===== Data excerpts =====

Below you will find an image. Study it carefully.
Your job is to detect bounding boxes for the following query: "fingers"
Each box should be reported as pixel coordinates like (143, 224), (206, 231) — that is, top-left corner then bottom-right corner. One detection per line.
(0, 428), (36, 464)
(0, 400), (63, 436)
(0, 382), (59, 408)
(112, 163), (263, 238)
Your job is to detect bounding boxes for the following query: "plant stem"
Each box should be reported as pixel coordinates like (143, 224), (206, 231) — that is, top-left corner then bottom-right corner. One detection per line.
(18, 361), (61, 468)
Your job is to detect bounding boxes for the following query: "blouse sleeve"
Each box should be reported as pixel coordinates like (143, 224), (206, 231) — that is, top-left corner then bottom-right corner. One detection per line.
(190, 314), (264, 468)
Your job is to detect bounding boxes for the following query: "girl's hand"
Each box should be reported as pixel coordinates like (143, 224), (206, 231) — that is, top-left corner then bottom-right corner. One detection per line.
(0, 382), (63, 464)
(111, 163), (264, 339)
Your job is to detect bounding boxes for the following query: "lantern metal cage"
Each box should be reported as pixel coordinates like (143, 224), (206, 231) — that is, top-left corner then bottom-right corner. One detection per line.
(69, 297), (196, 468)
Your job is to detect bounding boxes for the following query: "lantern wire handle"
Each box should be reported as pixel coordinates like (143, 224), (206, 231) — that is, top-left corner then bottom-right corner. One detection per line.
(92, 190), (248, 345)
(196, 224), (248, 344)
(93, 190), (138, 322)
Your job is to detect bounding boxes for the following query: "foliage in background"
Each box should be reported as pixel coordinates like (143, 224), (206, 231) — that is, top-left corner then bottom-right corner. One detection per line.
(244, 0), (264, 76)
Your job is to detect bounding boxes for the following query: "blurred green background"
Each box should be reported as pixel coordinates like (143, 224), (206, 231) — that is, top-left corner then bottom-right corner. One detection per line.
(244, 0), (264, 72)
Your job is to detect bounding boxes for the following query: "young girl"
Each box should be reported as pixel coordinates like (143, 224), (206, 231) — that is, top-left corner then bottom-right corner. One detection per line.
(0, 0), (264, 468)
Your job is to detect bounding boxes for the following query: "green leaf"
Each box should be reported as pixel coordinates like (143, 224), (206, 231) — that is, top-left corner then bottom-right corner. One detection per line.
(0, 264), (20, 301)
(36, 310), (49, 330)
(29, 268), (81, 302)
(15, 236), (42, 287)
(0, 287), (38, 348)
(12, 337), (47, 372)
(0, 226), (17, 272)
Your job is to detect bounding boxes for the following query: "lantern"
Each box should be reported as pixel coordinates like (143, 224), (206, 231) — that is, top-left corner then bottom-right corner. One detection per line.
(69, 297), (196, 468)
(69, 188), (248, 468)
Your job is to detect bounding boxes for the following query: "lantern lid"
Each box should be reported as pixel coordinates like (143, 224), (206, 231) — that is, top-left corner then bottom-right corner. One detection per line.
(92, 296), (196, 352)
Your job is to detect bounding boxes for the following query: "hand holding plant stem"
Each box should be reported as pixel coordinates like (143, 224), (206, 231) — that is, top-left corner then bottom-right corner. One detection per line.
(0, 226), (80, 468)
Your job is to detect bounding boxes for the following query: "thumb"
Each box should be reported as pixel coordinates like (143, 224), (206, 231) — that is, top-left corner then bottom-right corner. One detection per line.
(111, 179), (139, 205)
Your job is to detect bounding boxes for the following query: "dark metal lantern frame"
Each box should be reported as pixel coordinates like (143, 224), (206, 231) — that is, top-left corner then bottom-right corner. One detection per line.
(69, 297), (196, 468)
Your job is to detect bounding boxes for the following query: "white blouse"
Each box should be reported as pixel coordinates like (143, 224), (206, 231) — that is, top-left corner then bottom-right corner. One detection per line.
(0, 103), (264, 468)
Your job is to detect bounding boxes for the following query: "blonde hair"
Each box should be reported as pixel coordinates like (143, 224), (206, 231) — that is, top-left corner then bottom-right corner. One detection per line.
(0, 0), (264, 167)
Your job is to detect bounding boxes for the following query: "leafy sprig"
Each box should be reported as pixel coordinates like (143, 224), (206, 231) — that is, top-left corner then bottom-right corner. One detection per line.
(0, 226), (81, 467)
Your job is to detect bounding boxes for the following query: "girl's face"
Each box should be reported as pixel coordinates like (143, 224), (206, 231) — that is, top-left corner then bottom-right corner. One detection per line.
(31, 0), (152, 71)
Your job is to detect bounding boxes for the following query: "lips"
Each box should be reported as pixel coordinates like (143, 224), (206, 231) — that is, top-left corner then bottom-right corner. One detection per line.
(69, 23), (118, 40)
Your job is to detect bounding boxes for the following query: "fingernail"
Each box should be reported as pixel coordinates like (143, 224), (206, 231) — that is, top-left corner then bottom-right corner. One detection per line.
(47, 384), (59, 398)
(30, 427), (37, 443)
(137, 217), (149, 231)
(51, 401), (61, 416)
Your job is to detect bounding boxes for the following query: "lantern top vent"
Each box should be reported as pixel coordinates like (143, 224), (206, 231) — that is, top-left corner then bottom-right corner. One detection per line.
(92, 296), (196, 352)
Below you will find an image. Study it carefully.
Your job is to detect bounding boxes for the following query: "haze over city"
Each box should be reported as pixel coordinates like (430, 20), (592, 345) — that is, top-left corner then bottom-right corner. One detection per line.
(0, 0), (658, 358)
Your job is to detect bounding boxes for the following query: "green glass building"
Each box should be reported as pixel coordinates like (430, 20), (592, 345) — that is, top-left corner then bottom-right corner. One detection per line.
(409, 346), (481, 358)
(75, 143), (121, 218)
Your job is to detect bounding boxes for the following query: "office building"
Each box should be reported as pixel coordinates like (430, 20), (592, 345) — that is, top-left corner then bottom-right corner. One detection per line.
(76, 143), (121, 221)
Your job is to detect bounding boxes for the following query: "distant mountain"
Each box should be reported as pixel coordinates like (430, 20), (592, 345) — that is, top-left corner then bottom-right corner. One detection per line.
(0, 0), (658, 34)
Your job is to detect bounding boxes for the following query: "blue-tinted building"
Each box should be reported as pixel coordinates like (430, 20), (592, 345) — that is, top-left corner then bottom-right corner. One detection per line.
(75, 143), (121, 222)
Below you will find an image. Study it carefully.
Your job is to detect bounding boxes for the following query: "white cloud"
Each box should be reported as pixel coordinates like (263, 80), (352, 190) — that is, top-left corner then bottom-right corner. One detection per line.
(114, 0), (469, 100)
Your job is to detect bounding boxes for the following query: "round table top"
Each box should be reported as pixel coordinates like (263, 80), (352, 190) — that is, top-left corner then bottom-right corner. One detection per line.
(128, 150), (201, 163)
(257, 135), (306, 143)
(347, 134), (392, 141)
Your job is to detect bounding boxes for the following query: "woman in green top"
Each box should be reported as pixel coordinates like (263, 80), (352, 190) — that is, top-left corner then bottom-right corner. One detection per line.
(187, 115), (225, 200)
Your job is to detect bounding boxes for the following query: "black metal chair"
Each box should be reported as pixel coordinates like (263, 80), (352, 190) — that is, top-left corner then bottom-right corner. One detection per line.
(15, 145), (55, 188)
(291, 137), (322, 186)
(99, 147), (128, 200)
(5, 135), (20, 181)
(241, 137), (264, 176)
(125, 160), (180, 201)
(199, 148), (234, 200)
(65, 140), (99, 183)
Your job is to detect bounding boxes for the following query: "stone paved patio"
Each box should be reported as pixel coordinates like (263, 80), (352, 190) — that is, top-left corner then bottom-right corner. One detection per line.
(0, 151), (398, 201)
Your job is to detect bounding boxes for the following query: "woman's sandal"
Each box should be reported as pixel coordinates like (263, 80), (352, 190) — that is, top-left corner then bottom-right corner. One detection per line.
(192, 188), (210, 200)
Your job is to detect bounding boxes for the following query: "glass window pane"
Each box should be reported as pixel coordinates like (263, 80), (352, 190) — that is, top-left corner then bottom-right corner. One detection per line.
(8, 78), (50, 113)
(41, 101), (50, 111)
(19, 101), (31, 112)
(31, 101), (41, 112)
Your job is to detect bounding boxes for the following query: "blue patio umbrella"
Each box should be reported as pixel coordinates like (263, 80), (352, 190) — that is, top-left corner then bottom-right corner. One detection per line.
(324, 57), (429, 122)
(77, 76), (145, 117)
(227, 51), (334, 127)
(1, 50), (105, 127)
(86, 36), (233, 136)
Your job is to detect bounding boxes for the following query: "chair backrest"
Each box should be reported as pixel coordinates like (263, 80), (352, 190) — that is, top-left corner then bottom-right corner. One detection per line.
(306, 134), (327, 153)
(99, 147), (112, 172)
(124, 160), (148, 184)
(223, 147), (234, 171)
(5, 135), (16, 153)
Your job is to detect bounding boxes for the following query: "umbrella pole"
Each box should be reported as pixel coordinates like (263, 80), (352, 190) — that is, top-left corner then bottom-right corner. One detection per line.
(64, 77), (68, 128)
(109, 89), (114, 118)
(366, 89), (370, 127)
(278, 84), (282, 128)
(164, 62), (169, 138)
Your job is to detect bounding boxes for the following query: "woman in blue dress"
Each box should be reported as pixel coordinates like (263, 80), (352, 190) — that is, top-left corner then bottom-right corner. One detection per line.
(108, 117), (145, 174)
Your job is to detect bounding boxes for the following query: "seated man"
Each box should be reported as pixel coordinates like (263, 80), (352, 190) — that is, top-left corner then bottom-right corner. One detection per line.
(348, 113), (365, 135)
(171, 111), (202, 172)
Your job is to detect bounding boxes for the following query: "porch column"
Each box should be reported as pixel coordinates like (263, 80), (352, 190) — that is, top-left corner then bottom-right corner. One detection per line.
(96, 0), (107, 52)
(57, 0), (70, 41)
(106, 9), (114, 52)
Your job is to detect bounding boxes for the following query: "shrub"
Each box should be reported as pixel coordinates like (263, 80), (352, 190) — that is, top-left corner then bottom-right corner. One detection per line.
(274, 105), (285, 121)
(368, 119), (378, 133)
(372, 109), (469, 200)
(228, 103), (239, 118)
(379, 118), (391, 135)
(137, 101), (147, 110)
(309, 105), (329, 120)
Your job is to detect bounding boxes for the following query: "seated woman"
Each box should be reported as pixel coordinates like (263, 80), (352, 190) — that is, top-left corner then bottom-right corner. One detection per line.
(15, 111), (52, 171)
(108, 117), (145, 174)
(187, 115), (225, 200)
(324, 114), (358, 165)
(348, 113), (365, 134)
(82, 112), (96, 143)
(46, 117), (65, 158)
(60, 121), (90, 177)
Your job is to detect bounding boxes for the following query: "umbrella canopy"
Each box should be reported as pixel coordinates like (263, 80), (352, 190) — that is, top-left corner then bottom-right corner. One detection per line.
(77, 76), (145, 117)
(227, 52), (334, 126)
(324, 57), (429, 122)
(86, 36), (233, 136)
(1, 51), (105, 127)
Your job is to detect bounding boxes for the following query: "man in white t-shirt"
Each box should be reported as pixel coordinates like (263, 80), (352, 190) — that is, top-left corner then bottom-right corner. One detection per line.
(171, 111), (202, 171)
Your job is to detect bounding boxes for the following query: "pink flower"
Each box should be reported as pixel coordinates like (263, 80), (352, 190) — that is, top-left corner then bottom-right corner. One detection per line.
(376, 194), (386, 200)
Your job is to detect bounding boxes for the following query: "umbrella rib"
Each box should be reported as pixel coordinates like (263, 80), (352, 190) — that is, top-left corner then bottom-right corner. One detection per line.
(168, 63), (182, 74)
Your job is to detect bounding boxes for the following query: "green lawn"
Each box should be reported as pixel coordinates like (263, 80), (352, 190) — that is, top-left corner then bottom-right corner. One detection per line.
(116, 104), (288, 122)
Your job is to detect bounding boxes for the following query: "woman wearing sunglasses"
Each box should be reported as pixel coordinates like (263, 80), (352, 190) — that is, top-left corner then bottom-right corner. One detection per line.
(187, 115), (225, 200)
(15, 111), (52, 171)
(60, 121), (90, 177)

=====

** Task description **
Can you give the records above, from the start of the records through the line that contains "(112, 163), (263, 238)" inclusive, as a two-column CSV with the headers text and answer, one row for each set of instructions with its answer below it? Put each in one quoted field, with line breaks turned into spaces.

** Reply to the exercise **
text,answer
"Below you will find an image. Study it carefully. Your job is to detect bounding boxes for the following query: ""fingers"" Each box should be reported as pixel coordinates like (143, 224), (206, 231) — that is, top-left corner then bottom-right corner. One detection per line.","(0, 428), (36, 464) (0, 400), (63, 436) (0, 382), (59, 408) (112, 163), (263, 238)"